About this task
From the listing below, output only the lines starting at the line that has "positive clicks: (847, 134) (839, 115)" and ending at the line that has "positive clicks: (836, 80)", exactly as they appear, ends included.

★ ★ ★ ★

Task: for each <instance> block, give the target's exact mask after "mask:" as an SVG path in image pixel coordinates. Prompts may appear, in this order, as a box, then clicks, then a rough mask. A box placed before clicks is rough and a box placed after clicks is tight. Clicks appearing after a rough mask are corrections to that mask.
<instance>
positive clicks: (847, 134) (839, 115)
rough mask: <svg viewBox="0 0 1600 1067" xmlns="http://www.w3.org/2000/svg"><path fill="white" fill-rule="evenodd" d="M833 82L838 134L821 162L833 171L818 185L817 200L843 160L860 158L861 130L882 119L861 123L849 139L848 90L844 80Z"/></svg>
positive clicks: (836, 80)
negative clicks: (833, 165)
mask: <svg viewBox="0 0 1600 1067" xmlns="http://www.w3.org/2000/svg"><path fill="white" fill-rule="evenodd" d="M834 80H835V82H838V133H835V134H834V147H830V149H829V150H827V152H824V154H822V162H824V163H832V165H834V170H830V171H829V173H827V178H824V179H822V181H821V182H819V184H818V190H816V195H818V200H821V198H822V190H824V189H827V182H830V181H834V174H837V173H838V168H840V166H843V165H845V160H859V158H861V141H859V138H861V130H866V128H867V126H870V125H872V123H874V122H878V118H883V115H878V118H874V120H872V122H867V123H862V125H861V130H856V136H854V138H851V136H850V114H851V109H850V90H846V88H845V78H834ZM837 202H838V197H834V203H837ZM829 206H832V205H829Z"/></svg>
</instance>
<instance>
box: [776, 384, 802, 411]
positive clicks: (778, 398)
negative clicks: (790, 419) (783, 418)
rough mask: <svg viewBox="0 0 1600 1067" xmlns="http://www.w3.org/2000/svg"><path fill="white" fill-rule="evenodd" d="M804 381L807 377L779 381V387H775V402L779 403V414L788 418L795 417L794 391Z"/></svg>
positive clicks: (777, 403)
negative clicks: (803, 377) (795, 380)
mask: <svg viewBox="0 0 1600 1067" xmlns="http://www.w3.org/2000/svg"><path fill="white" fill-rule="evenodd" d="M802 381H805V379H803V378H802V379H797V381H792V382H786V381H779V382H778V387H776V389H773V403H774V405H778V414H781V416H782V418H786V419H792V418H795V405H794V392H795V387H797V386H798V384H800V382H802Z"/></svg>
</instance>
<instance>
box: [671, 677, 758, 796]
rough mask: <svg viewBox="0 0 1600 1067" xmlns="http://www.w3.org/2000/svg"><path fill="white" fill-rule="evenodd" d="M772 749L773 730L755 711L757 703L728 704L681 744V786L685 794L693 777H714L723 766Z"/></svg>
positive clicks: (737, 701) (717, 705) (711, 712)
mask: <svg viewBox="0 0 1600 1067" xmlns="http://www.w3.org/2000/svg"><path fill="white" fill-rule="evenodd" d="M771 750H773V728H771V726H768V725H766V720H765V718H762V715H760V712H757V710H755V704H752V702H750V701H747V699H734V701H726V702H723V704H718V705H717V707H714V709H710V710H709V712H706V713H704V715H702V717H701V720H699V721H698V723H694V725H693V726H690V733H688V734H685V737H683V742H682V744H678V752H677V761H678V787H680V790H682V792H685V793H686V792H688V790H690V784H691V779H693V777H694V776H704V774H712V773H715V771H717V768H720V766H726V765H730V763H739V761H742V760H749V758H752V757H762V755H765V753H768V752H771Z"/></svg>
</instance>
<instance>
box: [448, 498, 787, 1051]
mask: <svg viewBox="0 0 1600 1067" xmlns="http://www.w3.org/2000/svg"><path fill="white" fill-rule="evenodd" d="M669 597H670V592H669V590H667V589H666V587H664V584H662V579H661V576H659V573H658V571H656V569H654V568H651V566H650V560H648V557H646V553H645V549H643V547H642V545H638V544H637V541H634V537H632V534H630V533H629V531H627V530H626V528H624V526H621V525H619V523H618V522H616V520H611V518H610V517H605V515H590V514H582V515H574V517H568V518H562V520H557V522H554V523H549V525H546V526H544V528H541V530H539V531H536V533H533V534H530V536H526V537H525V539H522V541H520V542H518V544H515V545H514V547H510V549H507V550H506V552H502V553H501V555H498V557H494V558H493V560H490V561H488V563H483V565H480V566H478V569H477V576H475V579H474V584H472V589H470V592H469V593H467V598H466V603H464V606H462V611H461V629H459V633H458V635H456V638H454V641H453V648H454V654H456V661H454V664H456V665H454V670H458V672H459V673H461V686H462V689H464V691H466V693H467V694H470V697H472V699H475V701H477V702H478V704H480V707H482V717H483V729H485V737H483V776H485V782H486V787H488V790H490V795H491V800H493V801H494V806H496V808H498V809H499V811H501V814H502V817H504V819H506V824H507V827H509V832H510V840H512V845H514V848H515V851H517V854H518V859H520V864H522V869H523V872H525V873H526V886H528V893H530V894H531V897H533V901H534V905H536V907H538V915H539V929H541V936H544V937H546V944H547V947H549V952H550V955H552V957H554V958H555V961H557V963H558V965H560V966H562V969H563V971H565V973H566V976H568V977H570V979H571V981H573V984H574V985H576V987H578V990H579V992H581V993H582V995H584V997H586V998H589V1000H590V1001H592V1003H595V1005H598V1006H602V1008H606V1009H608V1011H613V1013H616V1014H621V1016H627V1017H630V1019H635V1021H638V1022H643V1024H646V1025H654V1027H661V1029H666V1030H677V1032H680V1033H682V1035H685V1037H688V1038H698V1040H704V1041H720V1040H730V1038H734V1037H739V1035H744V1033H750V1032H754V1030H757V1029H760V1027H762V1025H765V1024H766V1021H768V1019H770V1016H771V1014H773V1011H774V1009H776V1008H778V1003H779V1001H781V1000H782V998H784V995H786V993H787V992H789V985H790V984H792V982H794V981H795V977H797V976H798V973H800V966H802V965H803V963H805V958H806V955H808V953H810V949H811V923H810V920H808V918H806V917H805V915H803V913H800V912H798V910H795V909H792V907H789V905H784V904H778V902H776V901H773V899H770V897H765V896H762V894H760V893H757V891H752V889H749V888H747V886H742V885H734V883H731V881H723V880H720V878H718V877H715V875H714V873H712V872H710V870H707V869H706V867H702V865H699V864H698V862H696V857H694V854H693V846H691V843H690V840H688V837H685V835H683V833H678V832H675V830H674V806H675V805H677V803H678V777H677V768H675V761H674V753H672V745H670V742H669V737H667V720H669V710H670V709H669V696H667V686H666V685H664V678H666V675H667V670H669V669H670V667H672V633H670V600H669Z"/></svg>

★ ★ ★ ★

Result below
positive clicks: (847, 134) (839, 115)
rough mask: <svg viewBox="0 0 1600 1067" xmlns="http://www.w3.org/2000/svg"><path fill="white" fill-rule="evenodd" d="M833 82L838 134L821 162L833 171L818 185L817 200L843 160L860 158L861 130L882 119L861 123L849 139L848 90L844 80Z"/></svg>
positive clicks: (836, 80)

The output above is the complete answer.